§ GIVEN REQUEST:
Update the records from the line with "of the bearded" to the line with "(1022, 578)" by changing "hoop earring" to "stud earring". Return only those lines, with nothing else altered.

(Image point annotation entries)
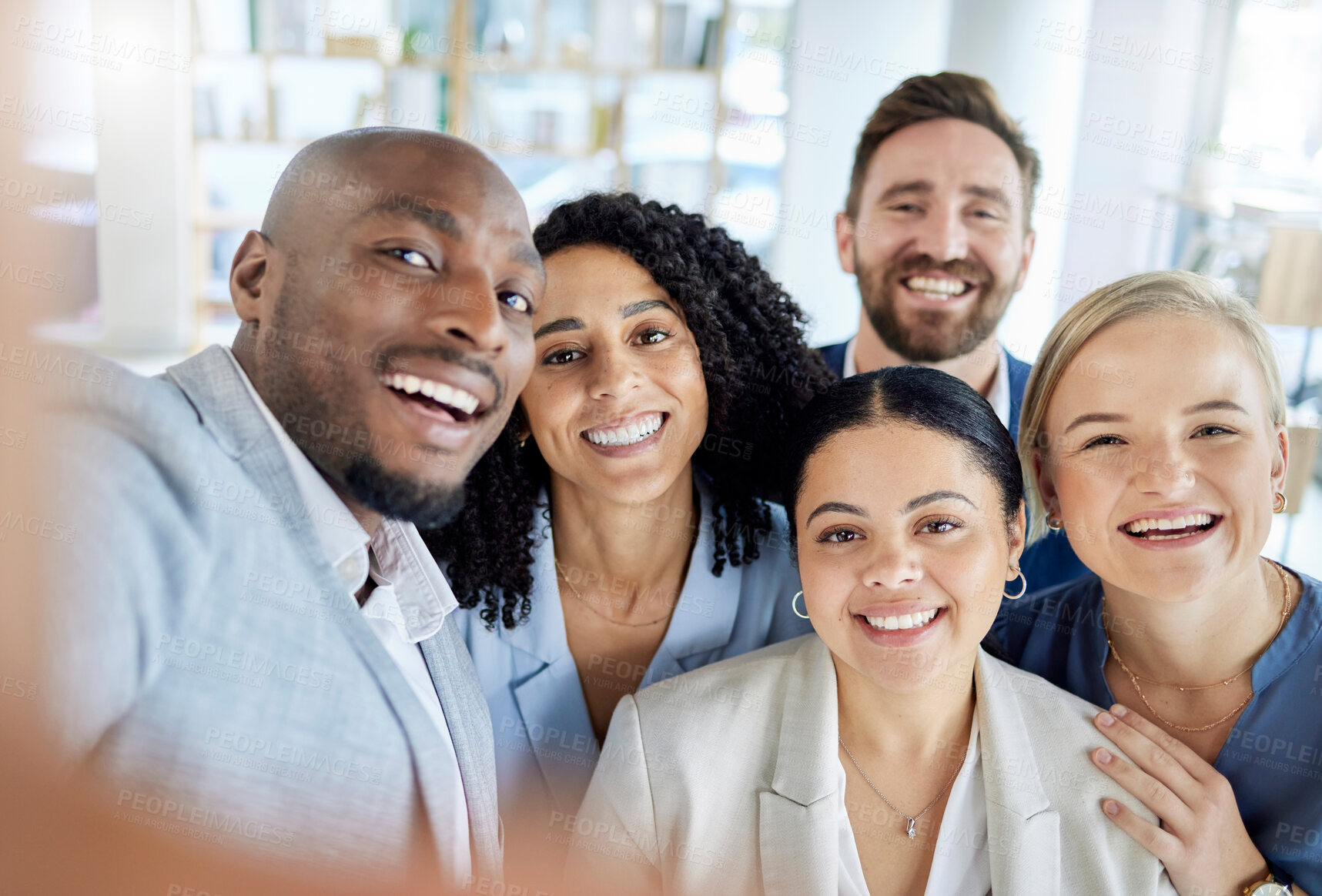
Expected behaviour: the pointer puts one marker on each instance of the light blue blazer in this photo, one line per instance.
(208, 661)
(545, 747)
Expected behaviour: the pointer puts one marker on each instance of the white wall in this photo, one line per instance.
(1041, 84)
(145, 242)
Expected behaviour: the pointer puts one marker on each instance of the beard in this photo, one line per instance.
(322, 413)
(927, 336)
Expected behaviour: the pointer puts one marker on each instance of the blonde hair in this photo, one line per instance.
(1176, 293)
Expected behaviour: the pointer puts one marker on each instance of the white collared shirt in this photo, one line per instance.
(409, 604)
(962, 862)
(999, 396)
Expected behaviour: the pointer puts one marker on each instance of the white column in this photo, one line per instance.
(143, 93)
(1023, 49)
(845, 57)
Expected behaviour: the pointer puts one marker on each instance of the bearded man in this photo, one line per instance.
(938, 232)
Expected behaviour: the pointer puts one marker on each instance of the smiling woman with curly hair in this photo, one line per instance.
(621, 530)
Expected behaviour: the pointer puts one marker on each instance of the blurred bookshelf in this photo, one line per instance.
(682, 102)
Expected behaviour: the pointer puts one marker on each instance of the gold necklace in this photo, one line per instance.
(588, 604)
(1135, 680)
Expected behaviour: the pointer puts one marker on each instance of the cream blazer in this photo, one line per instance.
(724, 781)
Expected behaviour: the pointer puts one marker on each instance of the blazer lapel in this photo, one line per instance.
(798, 824)
(1023, 831)
(551, 700)
(212, 385)
(470, 726)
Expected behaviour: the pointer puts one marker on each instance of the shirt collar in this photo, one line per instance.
(850, 366)
(999, 396)
(410, 587)
(343, 540)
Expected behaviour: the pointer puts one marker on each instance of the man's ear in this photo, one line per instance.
(845, 242)
(1030, 239)
(249, 278)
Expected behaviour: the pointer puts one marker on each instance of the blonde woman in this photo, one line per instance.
(1153, 433)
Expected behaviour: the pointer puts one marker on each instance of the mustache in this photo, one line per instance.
(959, 267)
(450, 354)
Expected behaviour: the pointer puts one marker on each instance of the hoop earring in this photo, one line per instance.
(794, 606)
(1022, 578)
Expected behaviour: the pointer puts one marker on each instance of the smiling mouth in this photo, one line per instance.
(631, 433)
(905, 621)
(434, 396)
(936, 289)
(1158, 530)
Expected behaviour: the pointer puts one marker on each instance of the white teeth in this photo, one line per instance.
(906, 621)
(625, 435)
(1148, 523)
(938, 287)
(442, 393)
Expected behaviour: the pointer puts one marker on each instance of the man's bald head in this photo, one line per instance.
(336, 173)
(389, 258)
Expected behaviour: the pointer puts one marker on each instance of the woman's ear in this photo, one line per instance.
(1281, 459)
(1045, 484)
(1018, 538)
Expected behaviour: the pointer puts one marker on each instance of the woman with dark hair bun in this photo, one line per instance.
(887, 752)
(623, 530)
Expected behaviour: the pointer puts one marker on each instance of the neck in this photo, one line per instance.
(636, 551)
(1196, 641)
(243, 349)
(977, 366)
(923, 722)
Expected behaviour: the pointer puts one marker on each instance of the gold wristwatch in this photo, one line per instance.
(1267, 887)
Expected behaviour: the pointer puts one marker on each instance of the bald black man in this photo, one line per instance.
(253, 645)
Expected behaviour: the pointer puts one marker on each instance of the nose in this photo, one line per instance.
(467, 311)
(1163, 473)
(615, 373)
(892, 566)
(943, 234)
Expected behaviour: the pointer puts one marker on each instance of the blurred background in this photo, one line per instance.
(143, 139)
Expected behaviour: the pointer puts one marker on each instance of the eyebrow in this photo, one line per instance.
(1096, 418)
(1202, 407)
(558, 326)
(944, 494)
(647, 304)
(836, 507)
(527, 256)
(1219, 405)
(438, 219)
(992, 193)
(564, 324)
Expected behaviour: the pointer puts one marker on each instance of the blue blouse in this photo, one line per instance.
(1273, 755)
(545, 747)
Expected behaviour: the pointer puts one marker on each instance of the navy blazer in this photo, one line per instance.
(1050, 560)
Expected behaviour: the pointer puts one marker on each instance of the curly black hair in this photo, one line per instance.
(759, 373)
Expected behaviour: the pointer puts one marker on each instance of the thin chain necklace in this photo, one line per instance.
(1135, 680)
(588, 604)
(911, 820)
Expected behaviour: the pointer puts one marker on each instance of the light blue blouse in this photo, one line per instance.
(545, 747)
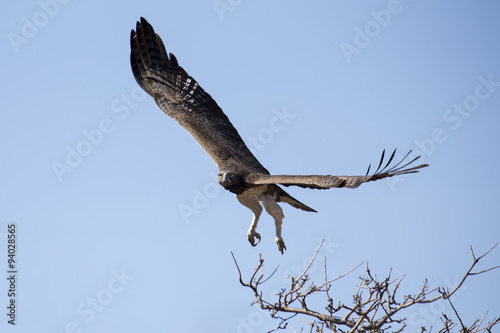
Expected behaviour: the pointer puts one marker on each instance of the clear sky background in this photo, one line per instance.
(114, 202)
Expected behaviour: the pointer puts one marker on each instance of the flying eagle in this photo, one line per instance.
(183, 99)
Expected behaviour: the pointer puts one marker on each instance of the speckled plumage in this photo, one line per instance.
(183, 99)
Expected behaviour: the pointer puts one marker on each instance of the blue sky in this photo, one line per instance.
(319, 87)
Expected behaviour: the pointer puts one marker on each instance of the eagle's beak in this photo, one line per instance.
(225, 180)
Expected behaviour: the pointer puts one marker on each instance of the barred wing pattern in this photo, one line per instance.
(183, 99)
(326, 182)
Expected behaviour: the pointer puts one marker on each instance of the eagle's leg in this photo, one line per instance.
(256, 208)
(276, 212)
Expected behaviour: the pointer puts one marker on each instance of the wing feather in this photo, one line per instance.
(183, 99)
(328, 181)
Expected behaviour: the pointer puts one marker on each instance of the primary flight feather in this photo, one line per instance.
(183, 99)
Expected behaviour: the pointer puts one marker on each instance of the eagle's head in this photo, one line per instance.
(231, 181)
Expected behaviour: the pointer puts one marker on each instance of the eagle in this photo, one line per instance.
(181, 97)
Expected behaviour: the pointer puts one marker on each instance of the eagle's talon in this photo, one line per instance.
(252, 236)
(281, 244)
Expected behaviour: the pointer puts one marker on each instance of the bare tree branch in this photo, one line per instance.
(375, 307)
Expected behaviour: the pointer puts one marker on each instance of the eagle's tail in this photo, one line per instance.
(285, 197)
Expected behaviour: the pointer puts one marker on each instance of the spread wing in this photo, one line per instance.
(182, 98)
(325, 182)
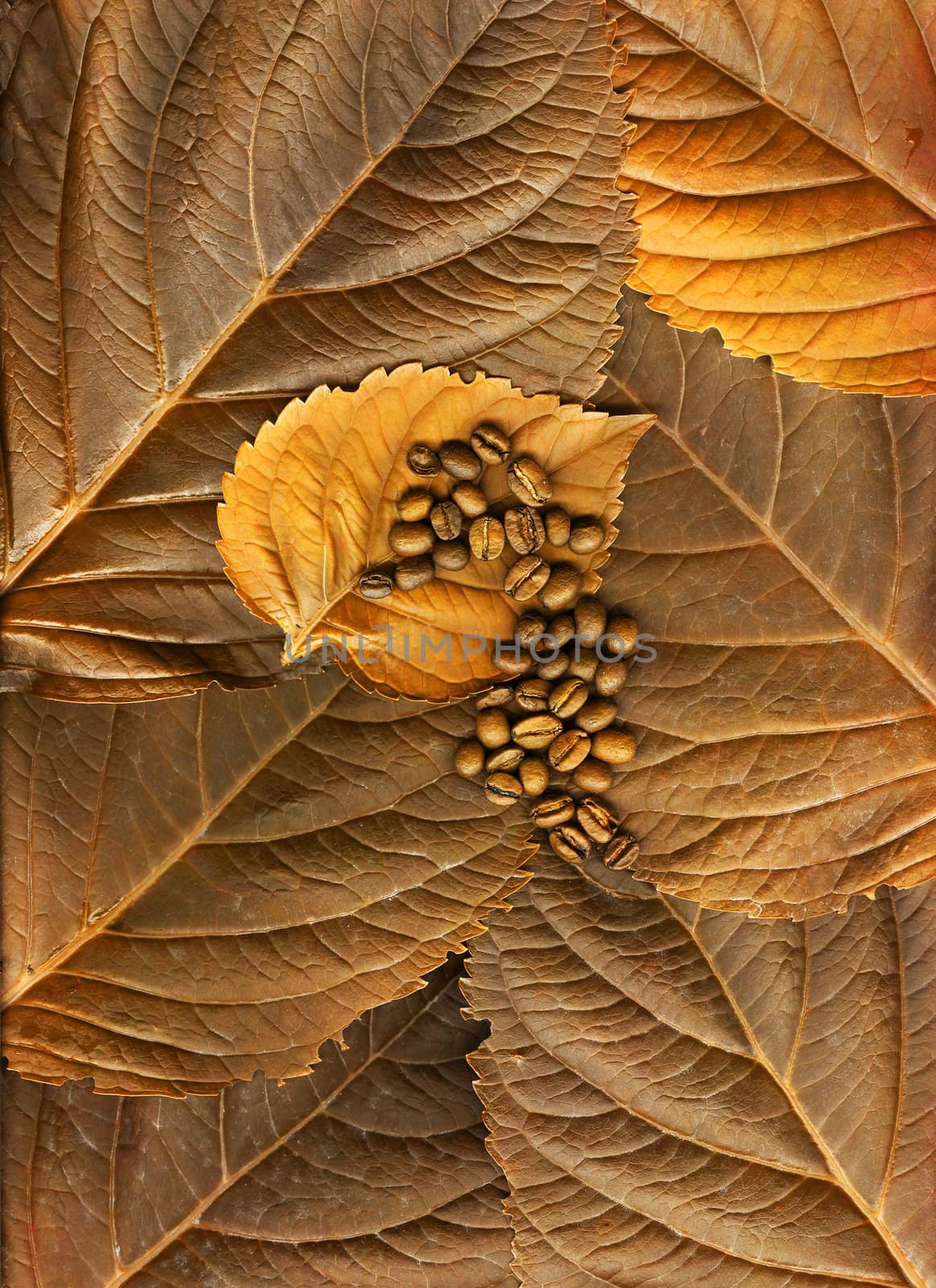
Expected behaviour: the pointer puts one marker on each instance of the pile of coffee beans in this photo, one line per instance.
(444, 532)
(550, 732)
(554, 720)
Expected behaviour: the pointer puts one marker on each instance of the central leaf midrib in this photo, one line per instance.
(783, 109)
(183, 845)
(839, 1174)
(257, 302)
(193, 1217)
(858, 626)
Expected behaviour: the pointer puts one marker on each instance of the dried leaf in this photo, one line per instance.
(212, 886)
(777, 540)
(369, 1174)
(685, 1098)
(311, 502)
(205, 212)
(785, 163)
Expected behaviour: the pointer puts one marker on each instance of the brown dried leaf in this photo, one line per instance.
(777, 540)
(205, 886)
(685, 1098)
(208, 209)
(785, 163)
(369, 1174)
(313, 499)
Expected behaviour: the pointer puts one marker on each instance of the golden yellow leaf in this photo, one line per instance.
(785, 163)
(311, 500)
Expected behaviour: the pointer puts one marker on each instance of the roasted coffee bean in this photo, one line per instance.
(502, 789)
(411, 573)
(536, 732)
(569, 749)
(485, 538)
(622, 850)
(609, 678)
(513, 663)
(411, 539)
(451, 555)
(586, 536)
(524, 530)
(590, 620)
(469, 759)
(596, 819)
(459, 461)
(554, 809)
(563, 588)
(504, 759)
(554, 669)
(446, 518)
(423, 460)
(613, 746)
(527, 577)
(491, 444)
(530, 481)
(558, 526)
(545, 648)
(534, 776)
(532, 695)
(585, 665)
(492, 728)
(530, 628)
(571, 843)
(373, 585)
(470, 499)
(596, 714)
(562, 629)
(414, 506)
(592, 776)
(497, 697)
(621, 635)
(568, 697)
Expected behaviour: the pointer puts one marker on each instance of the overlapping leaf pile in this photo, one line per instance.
(311, 504)
(785, 163)
(208, 212)
(212, 209)
(777, 541)
(369, 1171)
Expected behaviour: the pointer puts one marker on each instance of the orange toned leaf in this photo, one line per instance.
(205, 886)
(311, 502)
(785, 163)
(210, 209)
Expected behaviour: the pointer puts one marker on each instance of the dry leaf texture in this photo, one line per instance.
(685, 1098)
(311, 504)
(777, 540)
(785, 161)
(208, 206)
(369, 1174)
(212, 886)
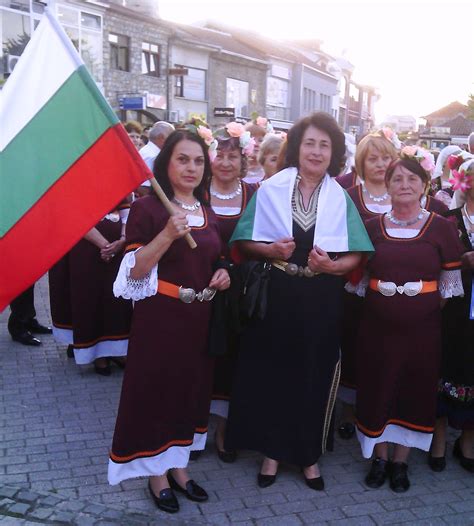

§ REPLY TO THE EXERCISE:
Expected behaviour: the pointer puts one marker on each instance of the bearded man in this photo, one line per instance.
(938, 232)
Expected behaviour: the pointer puts one marker on each instance of the smiling woman with curly hair in this photo, one line per instance.
(621, 530)
Expected behaviour: the pointer puts one marker on each instance of the blurred bookshelf in this photo, one line per instance.
(682, 102)
Expected behaviour: the pointer puts one marker on each instance of the gold necklace in this photo, one line per instance.
(588, 604)
(1135, 680)
Expected behaviour: the pointer puts one marker on each instance of the cream blazer in this photo, one line per instance.
(724, 781)
Expected behaviour: the pointer puts one marker on each instance of the blazer lapel in this photo, one line per instance.
(798, 824)
(1023, 831)
(551, 700)
(212, 385)
(470, 726)
Expected behaviour: the pointer puts one marker on each instance of the shirt collar in this photo, one line per instance.
(850, 366)
(999, 396)
(410, 587)
(343, 540)
Expected behaviour: the pointer puts one marker on each instance of the man's ear in this photo, one line per instance.
(845, 242)
(1030, 239)
(249, 278)
Expected behaviour: the pointer puts one marker on each instance of the blonde woman in this photo, one line per instance.
(1153, 433)
Expected behaviour: the pointer puts one marker on each instance of the mustache in this photo, one line per instance.
(959, 267)
(450, 354)
Expected behaviour: the pointer puts one marker on each instance of the stud earring in this photo, one line per instance.
(794, 606)
(1022, 578)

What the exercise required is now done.